• PROBLEM DETAILS:
Change every "one point per instance" in the listing below to "a single point for each instance" and leave everything else as it is. Omit the pictures from your answer.

[begin THE DATA]

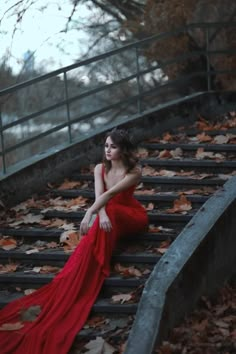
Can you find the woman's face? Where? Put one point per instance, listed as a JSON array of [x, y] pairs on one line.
[[112, 151]]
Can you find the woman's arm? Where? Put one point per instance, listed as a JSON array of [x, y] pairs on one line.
[[129, 180], [104, 221]]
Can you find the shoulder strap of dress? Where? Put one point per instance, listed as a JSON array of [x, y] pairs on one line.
[[103, 171]]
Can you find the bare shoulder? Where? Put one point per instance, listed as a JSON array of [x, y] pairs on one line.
[[98, 168], [137, 170]]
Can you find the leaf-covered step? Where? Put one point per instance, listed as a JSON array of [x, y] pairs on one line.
[[190, 147], [60, 257], [33, 234], [100, 306], [176, 180], [151, 197], [78, 215], [31, 279], [190, 163], [211, 132]]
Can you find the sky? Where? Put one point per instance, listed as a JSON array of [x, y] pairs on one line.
[[40, 32]]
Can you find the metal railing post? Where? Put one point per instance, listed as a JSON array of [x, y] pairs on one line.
[[2, 144], [208, 60], [67, 107], [138, 80]]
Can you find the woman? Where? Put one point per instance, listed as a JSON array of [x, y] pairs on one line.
[[65, 303]]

[end THE DATA]

• ANSWER:
Can you find the woman's face? Where? Put a single point for each instance, listed as a JSON array of [x, y] pairs on one line.
[[112, 151]]
Can you find the woman's arm? Where? Put a single point for each instance, listed as a JSON array of [x, y] pairs on one line.
[[129, 180], [104, 221]]
Can you find the shoulder strap of dress? Where? Put a single point for each instance, listed as a JSON array of [x, y] pairs on one line.
[[103, 171]]
Can you find the bare shoulder? Where? Put a single point for each instance, listed as a JSON array of [x, y] pairs on one line.
[[98, 168], [137, 170]]
Can you find the leaf-covered step? Where? Put a single point for each instance, listed as a JSON array of [x, y] pairs on one line.
[[190, 147], [60, 257], [33, 234], [100, 306], [176, 180], [151, 197], [78, 215], [31, 279], [190, 163], [211, 132]]
Can you find the sky? Where? Put a single point for each instance, listed as a JSON array of [x, y] pairs on one line.
[[40, 32]]
Can you find the metal railing post? Where? Put a single point for each instance, listed as a JSON array of [x, y] pairs on one line.
[[2, 144], [208, 60], [67, 107], [138, 80]]
Can you find the woman? Where? Put a single point for each instance, listed as a JSON array of [x, y] pairs on one line.
[[65, 303]]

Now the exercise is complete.